• [Reading text]:
————

Holmberg, a member of the family that controls The New York Times, challenged racial barriers, political skulduggery and environmental adversaries as publisher of The Chattanooga Times for nearly three decades, the newspaper reported. She died in Chattanooga.

Growing up in a newspaper family in New York, Holmberg would lead the Chattanooga daily to become known for aggressive, analytical reporting and editorials that denounced racial segregation, exposed government corruption and demanded cleaner air in a city of heavy industry, according to the Times article.

For years she was a pariah in a city where many regarded her as an Eastern liberal interloper, also because she was Jewish, according to the article.

Holmberg served as publisher of The Chattanooga Times from 1964 to 1992, then stayed on as publisher emeritus and chairwoman until 1999, when it was sold to a small chain and merged with a rival newspaper.

She was a granddaughter of Adolph Ochs, who bought The Chattanooga Times in 1878 and The New York Times in 1896, and the second of four children of Iphigene Ochs and Arthur Hays Sulzberger, the publisher of The New York Times from 1935 to 1961.

Her brother, Arthur Ochs Sulzberger, who died in 2012, became publisher of The New York Times and chairman and chief executive of the Times Company. One sister, Marian Sulzberger Heiskell, became a New York civic and philanthropic leader. Another, Judith Sulzberger, who died in 2011, became a doctor affiliated with the College of Physicians and Surgeons at Columbia University.

————

• [Labeled-object pointing entries]:
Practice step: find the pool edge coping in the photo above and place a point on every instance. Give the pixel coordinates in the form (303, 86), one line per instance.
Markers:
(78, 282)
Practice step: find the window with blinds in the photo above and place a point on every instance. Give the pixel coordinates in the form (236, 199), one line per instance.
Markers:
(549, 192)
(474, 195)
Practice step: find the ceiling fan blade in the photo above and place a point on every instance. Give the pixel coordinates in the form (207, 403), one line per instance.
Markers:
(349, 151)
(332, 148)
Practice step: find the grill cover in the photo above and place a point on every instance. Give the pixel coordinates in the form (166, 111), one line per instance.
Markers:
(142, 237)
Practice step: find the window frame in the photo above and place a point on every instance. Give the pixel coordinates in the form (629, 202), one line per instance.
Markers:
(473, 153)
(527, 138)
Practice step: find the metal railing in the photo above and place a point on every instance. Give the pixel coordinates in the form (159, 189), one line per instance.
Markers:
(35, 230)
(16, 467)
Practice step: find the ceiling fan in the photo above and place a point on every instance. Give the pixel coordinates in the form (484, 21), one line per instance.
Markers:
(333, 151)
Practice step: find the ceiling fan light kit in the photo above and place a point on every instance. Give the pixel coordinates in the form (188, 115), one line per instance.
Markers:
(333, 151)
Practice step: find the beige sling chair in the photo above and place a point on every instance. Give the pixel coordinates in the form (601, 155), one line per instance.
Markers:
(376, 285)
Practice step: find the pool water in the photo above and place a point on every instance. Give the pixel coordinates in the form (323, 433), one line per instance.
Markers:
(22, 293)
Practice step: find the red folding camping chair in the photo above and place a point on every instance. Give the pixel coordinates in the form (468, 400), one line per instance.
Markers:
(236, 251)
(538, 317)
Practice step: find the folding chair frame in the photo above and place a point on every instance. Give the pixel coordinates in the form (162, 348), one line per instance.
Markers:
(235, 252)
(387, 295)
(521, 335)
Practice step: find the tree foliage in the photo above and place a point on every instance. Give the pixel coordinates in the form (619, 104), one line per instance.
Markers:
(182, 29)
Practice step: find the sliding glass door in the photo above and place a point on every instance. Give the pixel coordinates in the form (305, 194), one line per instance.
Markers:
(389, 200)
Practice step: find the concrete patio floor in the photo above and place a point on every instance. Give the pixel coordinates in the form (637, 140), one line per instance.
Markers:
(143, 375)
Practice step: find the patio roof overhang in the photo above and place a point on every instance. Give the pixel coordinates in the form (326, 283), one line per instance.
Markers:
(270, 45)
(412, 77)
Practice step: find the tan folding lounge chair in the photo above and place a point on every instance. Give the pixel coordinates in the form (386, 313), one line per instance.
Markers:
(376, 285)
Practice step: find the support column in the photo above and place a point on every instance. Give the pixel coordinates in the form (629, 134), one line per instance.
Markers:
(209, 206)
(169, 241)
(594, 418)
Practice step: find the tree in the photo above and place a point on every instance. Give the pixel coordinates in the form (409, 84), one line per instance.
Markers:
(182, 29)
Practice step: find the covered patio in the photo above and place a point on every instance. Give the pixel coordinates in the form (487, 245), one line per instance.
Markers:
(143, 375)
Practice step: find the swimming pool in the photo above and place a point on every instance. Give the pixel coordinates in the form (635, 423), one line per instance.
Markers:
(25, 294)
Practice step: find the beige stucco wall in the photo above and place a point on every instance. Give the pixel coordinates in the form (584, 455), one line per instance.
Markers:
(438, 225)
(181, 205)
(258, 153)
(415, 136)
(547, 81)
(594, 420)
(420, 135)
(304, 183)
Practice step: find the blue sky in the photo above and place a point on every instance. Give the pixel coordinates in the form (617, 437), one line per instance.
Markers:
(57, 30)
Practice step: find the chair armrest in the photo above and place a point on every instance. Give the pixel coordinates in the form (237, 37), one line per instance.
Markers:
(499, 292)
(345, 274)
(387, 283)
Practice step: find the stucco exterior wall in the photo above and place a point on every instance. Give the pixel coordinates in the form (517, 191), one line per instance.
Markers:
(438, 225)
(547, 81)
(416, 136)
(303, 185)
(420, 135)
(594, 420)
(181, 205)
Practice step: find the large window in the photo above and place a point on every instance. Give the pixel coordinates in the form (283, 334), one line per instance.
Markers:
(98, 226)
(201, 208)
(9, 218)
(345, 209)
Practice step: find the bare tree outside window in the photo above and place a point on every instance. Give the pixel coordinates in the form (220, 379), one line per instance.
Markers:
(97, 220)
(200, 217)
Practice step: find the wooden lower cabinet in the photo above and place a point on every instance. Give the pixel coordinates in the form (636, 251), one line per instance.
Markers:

————

• [Exercise instructions]:
• 1. List every relative of Holmberg named in the text about Holmberg.
• 2. Based on the text about Holmberg, say whether each statement is true, quoting the words that decide it: (a) Holmberg was publisher of The Chattanooga Times from 1964 to 1992. (b) Holmberg was the eldest of four children. (c) Judith Sulzberger became a New York civic leader.
• 3. According to the text about Holmberg, what happened to The Chattanooga Times in 1999?

• [Answers per task]:
• 1. Adolph Ochs (grandfather), Iphigene Ochs (mother), Arthur Hays Sulzberger (father), Arthur Ochs Sulzberger (brother), Marian Sulzberger Heiskell (sister), Judith Sulzberger (sister)

• 2.
(a) Yes: "Holmberg served as publisher of The Chattanooga Times from 1964 to 1992"
(b) No: "the second of four children of Iphigene Ochs and Arthur Hays Sulzberger"
(c) No: "Another, Judith Sulzberger, who died in 2011, became a doctor affiliated with the College of Physicians and Surgeons at Columbia University."

• 3. It was sold to a small chain and merged with a rival newspaper.